**DATASET EXCERPTS**
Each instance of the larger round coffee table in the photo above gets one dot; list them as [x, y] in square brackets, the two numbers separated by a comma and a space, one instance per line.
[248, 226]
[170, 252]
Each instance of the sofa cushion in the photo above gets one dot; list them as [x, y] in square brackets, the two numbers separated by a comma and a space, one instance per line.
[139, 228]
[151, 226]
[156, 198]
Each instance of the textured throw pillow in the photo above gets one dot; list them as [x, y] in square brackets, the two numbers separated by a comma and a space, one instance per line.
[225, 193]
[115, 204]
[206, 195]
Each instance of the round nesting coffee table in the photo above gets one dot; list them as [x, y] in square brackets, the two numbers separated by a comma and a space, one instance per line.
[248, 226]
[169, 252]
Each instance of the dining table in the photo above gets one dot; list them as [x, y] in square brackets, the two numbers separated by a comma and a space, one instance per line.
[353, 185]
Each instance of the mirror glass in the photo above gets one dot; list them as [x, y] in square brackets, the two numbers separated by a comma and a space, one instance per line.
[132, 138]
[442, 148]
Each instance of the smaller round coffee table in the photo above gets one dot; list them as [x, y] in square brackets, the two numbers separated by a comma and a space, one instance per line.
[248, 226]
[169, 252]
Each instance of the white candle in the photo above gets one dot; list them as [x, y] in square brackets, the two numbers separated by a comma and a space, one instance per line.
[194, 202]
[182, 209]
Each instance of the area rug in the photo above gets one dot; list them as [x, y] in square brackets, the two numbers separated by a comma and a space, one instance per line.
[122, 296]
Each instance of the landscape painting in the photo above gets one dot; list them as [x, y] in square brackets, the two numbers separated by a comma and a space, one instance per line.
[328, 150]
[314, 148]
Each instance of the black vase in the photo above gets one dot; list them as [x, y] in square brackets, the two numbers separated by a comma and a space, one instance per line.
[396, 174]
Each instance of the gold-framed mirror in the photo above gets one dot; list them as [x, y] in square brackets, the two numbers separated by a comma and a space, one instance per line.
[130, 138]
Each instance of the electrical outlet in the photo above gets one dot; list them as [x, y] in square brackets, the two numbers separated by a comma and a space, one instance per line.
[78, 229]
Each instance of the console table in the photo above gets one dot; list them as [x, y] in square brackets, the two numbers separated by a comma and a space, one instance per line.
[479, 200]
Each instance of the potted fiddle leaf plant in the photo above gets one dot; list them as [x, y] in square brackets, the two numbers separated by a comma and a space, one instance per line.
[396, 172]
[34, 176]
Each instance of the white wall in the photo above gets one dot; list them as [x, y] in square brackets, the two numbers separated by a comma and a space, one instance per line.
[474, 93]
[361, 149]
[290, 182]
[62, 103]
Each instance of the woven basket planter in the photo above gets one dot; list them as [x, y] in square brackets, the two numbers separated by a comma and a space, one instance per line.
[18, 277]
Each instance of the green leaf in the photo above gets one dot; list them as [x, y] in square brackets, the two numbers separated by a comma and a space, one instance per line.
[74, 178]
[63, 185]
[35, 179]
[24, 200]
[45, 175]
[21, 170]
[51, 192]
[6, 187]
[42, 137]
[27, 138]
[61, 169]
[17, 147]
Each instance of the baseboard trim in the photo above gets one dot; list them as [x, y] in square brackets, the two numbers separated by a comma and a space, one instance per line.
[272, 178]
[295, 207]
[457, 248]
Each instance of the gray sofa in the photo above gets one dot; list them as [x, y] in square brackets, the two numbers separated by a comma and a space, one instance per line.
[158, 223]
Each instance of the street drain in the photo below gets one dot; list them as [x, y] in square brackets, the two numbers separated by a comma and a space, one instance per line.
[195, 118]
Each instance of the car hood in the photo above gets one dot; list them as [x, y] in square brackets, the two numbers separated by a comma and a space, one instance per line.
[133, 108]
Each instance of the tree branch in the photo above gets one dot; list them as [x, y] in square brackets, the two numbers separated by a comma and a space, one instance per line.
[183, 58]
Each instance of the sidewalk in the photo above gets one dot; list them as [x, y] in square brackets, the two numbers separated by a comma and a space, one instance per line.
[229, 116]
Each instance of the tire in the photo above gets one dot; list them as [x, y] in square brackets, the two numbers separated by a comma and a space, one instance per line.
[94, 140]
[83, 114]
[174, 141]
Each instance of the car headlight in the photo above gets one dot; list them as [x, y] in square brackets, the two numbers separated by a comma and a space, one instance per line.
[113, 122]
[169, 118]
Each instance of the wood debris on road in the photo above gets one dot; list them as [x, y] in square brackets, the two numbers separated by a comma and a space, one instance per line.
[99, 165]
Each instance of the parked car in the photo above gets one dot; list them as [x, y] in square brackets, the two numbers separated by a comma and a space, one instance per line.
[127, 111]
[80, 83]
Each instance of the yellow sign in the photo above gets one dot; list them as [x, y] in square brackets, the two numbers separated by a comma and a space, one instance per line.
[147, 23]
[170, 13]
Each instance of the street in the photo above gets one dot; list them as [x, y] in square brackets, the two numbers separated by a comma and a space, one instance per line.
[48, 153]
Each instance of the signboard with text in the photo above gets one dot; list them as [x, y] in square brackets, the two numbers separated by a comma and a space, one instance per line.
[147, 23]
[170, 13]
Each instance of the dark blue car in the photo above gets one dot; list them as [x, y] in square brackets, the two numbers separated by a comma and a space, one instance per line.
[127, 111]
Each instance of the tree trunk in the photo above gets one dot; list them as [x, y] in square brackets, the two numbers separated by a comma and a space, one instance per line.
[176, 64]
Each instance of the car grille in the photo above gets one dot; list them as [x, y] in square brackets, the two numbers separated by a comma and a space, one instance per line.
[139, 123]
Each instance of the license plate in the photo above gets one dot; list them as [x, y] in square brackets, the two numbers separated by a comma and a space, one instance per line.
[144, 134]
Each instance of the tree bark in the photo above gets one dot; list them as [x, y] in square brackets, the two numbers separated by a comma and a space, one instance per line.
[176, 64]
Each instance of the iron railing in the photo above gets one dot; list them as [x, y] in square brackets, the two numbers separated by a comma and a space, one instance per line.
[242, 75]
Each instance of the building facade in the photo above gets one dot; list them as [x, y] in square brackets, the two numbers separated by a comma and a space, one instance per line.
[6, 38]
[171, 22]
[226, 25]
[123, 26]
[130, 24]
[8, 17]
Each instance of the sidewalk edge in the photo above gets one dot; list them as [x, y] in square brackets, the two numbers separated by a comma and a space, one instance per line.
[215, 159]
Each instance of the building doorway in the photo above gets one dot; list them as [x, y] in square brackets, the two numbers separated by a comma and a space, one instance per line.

**WHAT YOU HAVE TO DO**
Can you print every one of the records above again, word for word, keeping each line as it stands?

**EXERCISE SOLUTION**
Each instance of the larger round coffee table in the photo above gets one dot; list them as [x, y] in square brackets, the two numbers separated by a comma and a space, one instance per line.
[248, 226]
[170, 252]
Each instance of the sofa cushion in the photo above gets one dot; list them as [x, y] in square brackets, the two numbers separated by a comma and a space, one instance per line.
[139, 228]
[151, 226]
[156, 198]
Each instance of the textured throw pillow in the photo above gets one dot; list them as [x, y] in square brackets, the two numbers separated by a comma and a space, one instance per line.
[225, 193]
[115, 204]
[206, 195]
Each instance of the round nesting coffee table in the photo above gets one dot; list them as [x, y] in square brackets, the two numbers separated by a comma and a space, one instance per line.
[248, 226]
[169, 252]
Each instance of the dining table in the photo above gets one dot; list them as [x, y] in square brackets, the two numbers separated by a comma and a space, one instance per line.
[353, 185]
Each instance of the mirror glass in the photo above gets one dot; list them as [x, y] in square brackets, the two numbers separated by a comma and a space, one instance per line.
[132, 138]
[442, 148]
Each instance of the smaller round coffee table in the photo above gets one dot; list them as [x, y] in square brackets, the two numbers separated by a comma and a space, one instance per line.
[248, 226]
[169, 252]
Each instance of the white candle in the photo above gets one dot; list them as [x, y] in square brackets, the two numbers separated by a comma and a space, one instance per line.
[194, 202]
[182, 209]
Each instance of the area rug in the photo above gets one dot; list them as [x, y] in square brackets, the two numbers separated by a comma and a space, one instance per line.
[122, 296]
Each instance of the landscape painting in the photo above gets one dot; list them as [x, y] in square brackets, the two numbers separated by a comma and a space, one instance per line.
[328, 150]
[314, 148]
Each instance of the black vase in the photo above gets one dot; list them as [x, y] in square brackets, the two numbers separated by a comma and a space, one instance per line.
[396, 174]
Each instance of the gold-framed mirror in the photo above gets one dot; list them as [x, y] in square brackets, the two numbers separated by a comma and a space, one instance per line.
[130, 138]
Each instance of the electrical outlet in the photo above gets one dot; list them as [x, y] in square brackets, the two numbers separated by a comma and a space, one instance per line.
[78, 229]
Each instance of the console table in the photo above gets one dot; list them as [x, y] in square brackets, the two numbers separated by a comma and a space, one instance per line.
[479, 200]
Each instance of the potted fiddle leaf plant in the photo above gets one dot; list them as [x, y] in square brackets, the two numbers separated by a comma and a space, one instance per line.
[396, 172]
[34, 176]
Each instance of the white wall in the photo above gets one dot; list them as [x, y] in square brackets, the two numbers separated by a comma and a space, one instance per line.
[474, 93]
[361, 149]
[290, 182]
[62, 103]
Each instance of the woven basket planter in the photo above gets one dot; list them as [x, y] in square brackets, the two numbers separated by a comma and a space, one instance per line.
[18, 277]
Each instance of the green leaf in the photo above gets one dot; list them as [x, y] in square brackets, the two numbers separated by a comma and a space, one instance per line.
[74, 178]
[63, 185]
[35, 179]
[24, 200]
[45, 175]
[21, 170]
[51, 192]
[6, 187]
[42, 137]
[27, 138]
[61, 169]
[17, 147]
Each instance of the baseboard trim in the photo above gets one dot; list them as [x, y] in square brackets, the two numbers separated by a comma and a space, one instance per line.
[272, 178]
[295, 207]
[457, 248]
Each instance of the gray sofa in the photo above gets one dot; list them as [x, y] in square brackets, the two numbers separated by a comma and a space, one instance per line.
[158, 223]
Each instance of the street drain in the photo below gets one dot; list them as [x, y] in square brackets, the two numbers separated by a comma and a space, one instance per line.
[195, 118]
Each instance of the car hood in the photo above gets one dot; list them as [x, y] in square brackets, the two numbers separated by a comma and a space, one instance per line.
[133, 108]
Each instance of the tree branch in the photo above gets one dot; list them as [x, y] in square brackets, the two numbers separated by a comma and a space, one instance per line.
[183, 58]
Each instance of the sidewalk in the photo above gets one dot; list them as [x, y] in square brackets, the two numbers separated by a comma and a space, one instance per line.
[229, 116]
Each instance of the tire in the photo above gets one dot; list them as [x, y] in square brackets, the two numbers separated by a comma and a space, one instance per line.
[94, 140]
[83, 114]
[174, 141]
Each instance of the car headlight in the photo above gets one dot; list them as [x, y] in square brackets, the two numbers separated by a comma and a space, one instance per line.
[113, 122]
[169, 118]
Each instance of the wood debris on road in the photo above gets one dot; list them as [x, y] in square brackets, the two numbers separated by a comma and a space, one instance per line.
[99, 165]
Each instance of the parked car in the photo above gets one dot; list them as [x, y] in square brackets, the two numbers separated by a comma and a space, one instance per line.
[127, 111]
[80, 83]
Each instance of the yellow sign in the photo above gets one dot; list them as [x, y] in square brackets, the two numbers separated by a comma and a space, one instance per line.
[147, 23]
[170, 13]
Each instance of the street in the photo above gets one dot; list them as [x, y] in square brackets, the two numbers separated by a comma and a space, one instance per line.
[48, 153]
Each instance of the signboard with text in the photo above gets one dot; list them as [x, y] in square brackets, the two numbers separated by a comma and a space, one instance per line.
[147, 23]
[170, 13]
Each instance of the dark blue car in the photo above gets one dot; list them as [x, y] in square brackets, the two numbers separated by a comma and a space, one instance per line.
[127, 111]
Each instance of the tree trunk in the photo above gets one dot; list them as [x, y] in square brackets, the two numbers separated by a comma and a space, one instance per line.
[176, 64]
Each instance of the car grille in the photo above gets one dot; list them as [x, y] in square brackets, the two numbers separated by a comma and a space, one instance per line.
[139, 123]
Each instance of the license plate in the photo above gets one dot; list them as [x, y] in square brackets, the two numbers separated by a comma and a space, one instance per line.
[144, 134]
Each instance of the tree bark in the photo above gets one dot; list them as [x, y] in square brackets, the two numbers separated by a comma and a space, one instance per line.
[176, 64]
Each instance of the iron railing in the photo above gets one dot; list them as [x, y] in square brackets, the two numbers separated by a comma and a space, one instance per line.
[242, 75]
Each instance of the building facade in the photo above gets one dot; list them as [x, y] in square brackets, the two numbers separated by a comma and a space, one instance per line.
[6, 38]
[171, 22]
[226, 25]
[123, 26]
[130, 24]
[8, 17]
Each instance of the sidewalk edge in the photo above gets one dot; list them as [x, y] in square brackets, the two numbers separated by a comma and a space, one instance per line.
[215, 159]
Each instance of the building doorway in the photo above gets one dot; list them as [x, y] in square brackets, the two numbers separated by a comma and a space, one instance per line.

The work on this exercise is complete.